Reading text –
◆ ◆ ◆

0

I would like some help from someone more experienced with regex expressions. I have html code from which I want to parse values for hyperlinks. The code from whole page can be found in the attached html below:

http://dl.dropbox.com/u/4571235/example.html

I want to get the hyperlink after each 'compare prices' button in the document.

Every advice is welcome. Thanks in advance, Laziale

Laziale
  • 7,633
  • 43
  • 138
  • 244
  • 3
    Maybe read this first: http://stackoverflow.com/questions/1732348/regex-match-open-tags-except-xhtml-self-contained-tags/1732454#1732454 – Elias Van Ootegem Apr 24 '12 at 18:37

3 Answers3

1

check here.

and try this code:

public static bool isValidUrl(ref string url)

◆ ◆ ◆

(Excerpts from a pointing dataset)

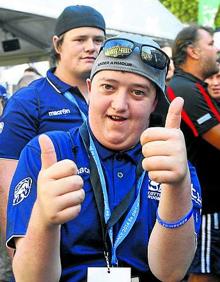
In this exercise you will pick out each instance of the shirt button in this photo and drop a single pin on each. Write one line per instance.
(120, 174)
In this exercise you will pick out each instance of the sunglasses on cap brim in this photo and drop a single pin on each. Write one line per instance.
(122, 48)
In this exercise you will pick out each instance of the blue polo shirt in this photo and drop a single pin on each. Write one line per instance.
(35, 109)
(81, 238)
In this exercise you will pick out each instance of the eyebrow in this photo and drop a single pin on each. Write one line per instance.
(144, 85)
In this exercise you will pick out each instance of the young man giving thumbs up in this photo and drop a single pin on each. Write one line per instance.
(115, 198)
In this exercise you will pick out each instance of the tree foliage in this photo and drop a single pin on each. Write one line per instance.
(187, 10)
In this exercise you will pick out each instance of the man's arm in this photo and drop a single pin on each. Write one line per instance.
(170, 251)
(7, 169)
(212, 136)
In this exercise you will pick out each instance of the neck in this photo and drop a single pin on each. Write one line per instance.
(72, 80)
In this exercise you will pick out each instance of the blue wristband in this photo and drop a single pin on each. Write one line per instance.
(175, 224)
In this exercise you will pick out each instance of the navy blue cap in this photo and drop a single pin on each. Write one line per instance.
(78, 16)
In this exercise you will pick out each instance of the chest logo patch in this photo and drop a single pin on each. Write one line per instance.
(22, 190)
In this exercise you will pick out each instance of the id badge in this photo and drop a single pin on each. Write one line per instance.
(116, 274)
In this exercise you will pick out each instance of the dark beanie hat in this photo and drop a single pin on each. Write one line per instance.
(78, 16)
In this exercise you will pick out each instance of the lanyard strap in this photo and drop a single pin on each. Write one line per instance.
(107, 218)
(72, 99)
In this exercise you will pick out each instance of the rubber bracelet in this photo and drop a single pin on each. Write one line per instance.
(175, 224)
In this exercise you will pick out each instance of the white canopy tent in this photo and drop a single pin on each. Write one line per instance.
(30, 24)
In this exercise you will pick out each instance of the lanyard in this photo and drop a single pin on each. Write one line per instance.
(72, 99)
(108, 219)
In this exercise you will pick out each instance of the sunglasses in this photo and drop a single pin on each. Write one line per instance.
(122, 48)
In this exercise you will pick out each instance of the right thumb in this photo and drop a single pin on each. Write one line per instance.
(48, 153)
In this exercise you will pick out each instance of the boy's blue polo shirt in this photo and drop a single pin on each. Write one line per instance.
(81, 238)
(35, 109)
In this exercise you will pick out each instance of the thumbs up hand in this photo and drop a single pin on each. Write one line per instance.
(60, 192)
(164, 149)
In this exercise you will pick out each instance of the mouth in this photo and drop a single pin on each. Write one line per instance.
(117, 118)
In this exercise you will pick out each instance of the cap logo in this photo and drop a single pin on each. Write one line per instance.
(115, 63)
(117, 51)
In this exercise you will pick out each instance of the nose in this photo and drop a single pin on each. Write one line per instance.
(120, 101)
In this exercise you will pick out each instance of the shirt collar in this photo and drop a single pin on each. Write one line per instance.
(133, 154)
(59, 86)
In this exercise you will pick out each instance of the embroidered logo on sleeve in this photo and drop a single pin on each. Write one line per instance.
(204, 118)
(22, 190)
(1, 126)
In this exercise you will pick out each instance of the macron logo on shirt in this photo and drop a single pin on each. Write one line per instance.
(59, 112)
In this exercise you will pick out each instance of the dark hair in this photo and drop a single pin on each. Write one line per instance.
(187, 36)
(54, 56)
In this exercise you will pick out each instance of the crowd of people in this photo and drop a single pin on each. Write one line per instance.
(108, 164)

◆ ◆ ◆

Exercise – Carry on the forum thread about using regex to pull hyperlinks out of HTML, starting right after its last line.

Exercise response –
{
    string pattern = @"^(http|https|ftp)\://[a-zA-Z0-9\-\.]+\.[a-zA-Z]{2,3}(:[a-zA-Z0-9]*)?/?([a-zA-Z0-9\-\._\?\,\'/\\\+&%\$#\=~])*[^\.\,\)\(\s]$";
    Regex reg = new Regex(pattern, RegexOptions.Compiled | RegexOptions.IgnoreCase);
    return reg.IsMatch(url);
}
Mitja Bonca
  • 4,058
  • 5
  • 23
  • 30
  • I want to get only those links for compare prices button. Not all the links on the form. Is that possible? Thanks – Laziale Apr 24 '12 at 18:40
0

I see that there are also other URLs in the source code - I can suggest the following regex, but it will work correctly ONLY IF each 'compare prices' text is followed directly by the url that you are interested in (i.e. if there is no other url between the 'correct' one). If there is a 'compare prices' text without a matching url the regex will need changed based on some rules.

value="Compare prices"(?:.*?)<a\s+href="([^"]*?)"

The url will be in the matching group 1.

Joanna Derks
  • 3,983
  • 3
  • 23
  • 32
0

Usually a link is in an "a tag", or an "a link" or "img src="url".
If it is in an a href tag you could just check for valid a href and then perform the validation on just those for starters...
0. First get all the inner html in the form that your buttons are contained in.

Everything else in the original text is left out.